Exercise set -
(1) In the passage on the World Bank and gender equality, which countries are given as case studies of the Bank failing to account for the gendered impacts of macroeconomic reforms?
(2) Summarize the passage on the World Bank and gender equality in two sentences.
(3) Write a continuation of the passage on the World Bank's gender strategy, starting after its final sentence.
Top of Text passage
Furthermore, the Bank continues to support austerity policies and fiscal consolidation, including through prior actions in its development policy finance (DPF) instrument, which lacks adequate Poverty and Social Impact Assessments to avoid these policies having negative gendered impacts (see Briefing, The World Bank and gender equality: Development Policy Financing). When states implement austerity measures such as cutting the public sector wage bill, public service provision in areas such as health, care, housing, transport, and universal social protection systems, women shoulder a disproportionate level of the burden through loss of jobs, access to basic services, and increased unpaid care work (see Briefing, Learning lessons from the Covid-19 pandemic: The World Bank’s macroeconomic policies and women’s rights). Civil society has provided extensive evidence to highlight the gendered impact of these reforms, such as Belgium-based CSO Eurodad’s 2019 report, Flawed conditions: the impact of the World Bank’s conditionality on developing countries.
However, the Bank often fails to account for the potential negative gendered impacts of macroeconomic reforms, undermining its own gender equality goals, as demonstrated in case studies of Ecuador, Kenya, Ethiopia, Jamaica and Gabon (see Briefing, Learning Lessons from the Covid-19 Pandemic).
Looking forward, time for self-reflection
As the current World Bank gender strategy period nears its end, the Bank is now initiating a consultation period to update it. The strategy review will take place against the backdrop of a period of hardship for women, girls, and gender minorities, exacerbated by the Covid-19 pandemic, the rising cost of living globally and the shrinking of public services through new waves of austerity, pointing to the need for new and transformative approaches to gender inequality.
Bottom of Text passage
Top of Supplied data
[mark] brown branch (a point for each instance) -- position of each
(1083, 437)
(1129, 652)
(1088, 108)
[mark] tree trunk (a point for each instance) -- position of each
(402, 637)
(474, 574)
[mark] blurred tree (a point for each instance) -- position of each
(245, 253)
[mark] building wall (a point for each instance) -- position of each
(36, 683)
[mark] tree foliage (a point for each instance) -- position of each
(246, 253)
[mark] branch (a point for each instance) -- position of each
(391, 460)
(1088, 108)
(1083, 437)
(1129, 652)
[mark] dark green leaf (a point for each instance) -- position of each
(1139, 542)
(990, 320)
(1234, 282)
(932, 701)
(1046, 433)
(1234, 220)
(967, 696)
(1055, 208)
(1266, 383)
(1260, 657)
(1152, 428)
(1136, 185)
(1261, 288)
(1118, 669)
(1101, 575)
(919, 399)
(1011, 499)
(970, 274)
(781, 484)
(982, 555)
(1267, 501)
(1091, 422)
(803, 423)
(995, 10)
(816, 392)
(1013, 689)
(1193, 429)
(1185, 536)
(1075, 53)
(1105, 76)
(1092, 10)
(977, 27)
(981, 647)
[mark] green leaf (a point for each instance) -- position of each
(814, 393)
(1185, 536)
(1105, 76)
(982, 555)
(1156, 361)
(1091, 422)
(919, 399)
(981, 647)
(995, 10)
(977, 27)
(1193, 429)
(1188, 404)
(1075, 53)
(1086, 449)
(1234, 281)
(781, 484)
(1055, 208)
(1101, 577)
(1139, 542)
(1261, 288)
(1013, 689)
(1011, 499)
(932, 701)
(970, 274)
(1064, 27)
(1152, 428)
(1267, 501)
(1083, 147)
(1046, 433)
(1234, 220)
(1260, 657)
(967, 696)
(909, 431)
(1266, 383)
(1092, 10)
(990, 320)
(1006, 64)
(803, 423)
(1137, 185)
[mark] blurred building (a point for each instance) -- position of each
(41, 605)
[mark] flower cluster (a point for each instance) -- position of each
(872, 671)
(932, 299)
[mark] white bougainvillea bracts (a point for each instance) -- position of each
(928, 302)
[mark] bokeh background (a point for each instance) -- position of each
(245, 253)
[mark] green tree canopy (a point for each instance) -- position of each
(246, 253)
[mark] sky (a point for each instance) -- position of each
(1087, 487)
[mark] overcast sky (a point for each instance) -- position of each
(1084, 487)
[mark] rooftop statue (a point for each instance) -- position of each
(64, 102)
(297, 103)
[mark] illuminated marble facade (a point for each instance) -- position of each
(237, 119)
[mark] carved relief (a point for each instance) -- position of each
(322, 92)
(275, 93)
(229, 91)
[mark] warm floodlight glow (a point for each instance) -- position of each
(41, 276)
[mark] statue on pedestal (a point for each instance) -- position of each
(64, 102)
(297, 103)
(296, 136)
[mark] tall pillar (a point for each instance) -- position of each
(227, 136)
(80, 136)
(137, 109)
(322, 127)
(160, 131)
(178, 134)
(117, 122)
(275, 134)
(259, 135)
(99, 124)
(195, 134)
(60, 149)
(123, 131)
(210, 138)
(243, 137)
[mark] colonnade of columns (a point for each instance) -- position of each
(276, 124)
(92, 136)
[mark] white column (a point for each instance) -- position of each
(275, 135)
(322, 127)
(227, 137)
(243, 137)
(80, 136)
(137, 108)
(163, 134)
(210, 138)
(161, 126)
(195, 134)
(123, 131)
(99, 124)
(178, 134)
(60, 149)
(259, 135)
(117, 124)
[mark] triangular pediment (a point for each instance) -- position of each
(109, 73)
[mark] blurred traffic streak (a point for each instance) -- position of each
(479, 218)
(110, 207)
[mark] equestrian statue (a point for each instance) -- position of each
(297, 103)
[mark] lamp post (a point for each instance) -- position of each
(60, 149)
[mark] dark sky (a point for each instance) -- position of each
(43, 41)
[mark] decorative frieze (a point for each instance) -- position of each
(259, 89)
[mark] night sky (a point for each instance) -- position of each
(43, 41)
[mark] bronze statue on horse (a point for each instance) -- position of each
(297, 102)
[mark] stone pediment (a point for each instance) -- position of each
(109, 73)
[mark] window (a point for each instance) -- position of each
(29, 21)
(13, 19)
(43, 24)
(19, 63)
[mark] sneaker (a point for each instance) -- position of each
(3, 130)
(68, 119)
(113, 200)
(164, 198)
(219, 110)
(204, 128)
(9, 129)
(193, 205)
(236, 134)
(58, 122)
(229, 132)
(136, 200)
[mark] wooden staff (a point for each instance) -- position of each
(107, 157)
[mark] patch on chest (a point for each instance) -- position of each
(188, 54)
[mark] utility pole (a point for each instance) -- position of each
Bottom of Supplied data
Numbered responses -
(1) Ecuador, Kenya, Ethiopia, Jamaica and Gabon.

(2) The World Bank continues to support austerity and fiscal consolidation, including through prior actions in its development policy finance instrument, which lacks adequate Poverty and Social Impact Assessments, and such measures place a disproportionate burden on women through lost jobs, reduced access to basic services, and increased unpaid care work. As its current gender strategy period nears its end, the Bank is opening a consultation to update it at a time of hardship for women, girls, and gender minorities, pointing to the need for new and transformative approaches to gender inequality.

(3)
However, the Bank has expressed satisfaction with the trajectory of the existing strategy’s four pillars, stating that they “remain relevant and are especially important in light of COVID-19 setbacks and the severe overlapping crises of climate change, fragility, and food security.” The upcoming review of the strategy will therefore be officially known as a ’Strategy Update’. A webinar series run throughout 2022 called ‘Accelerate Equality’ showcased Bank achievements over the past decade and hinted at the direction of the 2023 Strategy Update, yet providing little space for critical input from civil society. While the Bank is expected to focus on topical issues such as food insecurity, gender-based violence and the importance of intersectionality in contemporary gender discussions, what many really want to see is the recognition of structural gender inequality reified by the Bank’s neoliberal macroeconomic policy prescriptions and its private sector-led approach (see Observer Summer 2022), as the first step toward reforms that would lead to a more ‘fit-for-purpose’ approach to gender mainstreaming.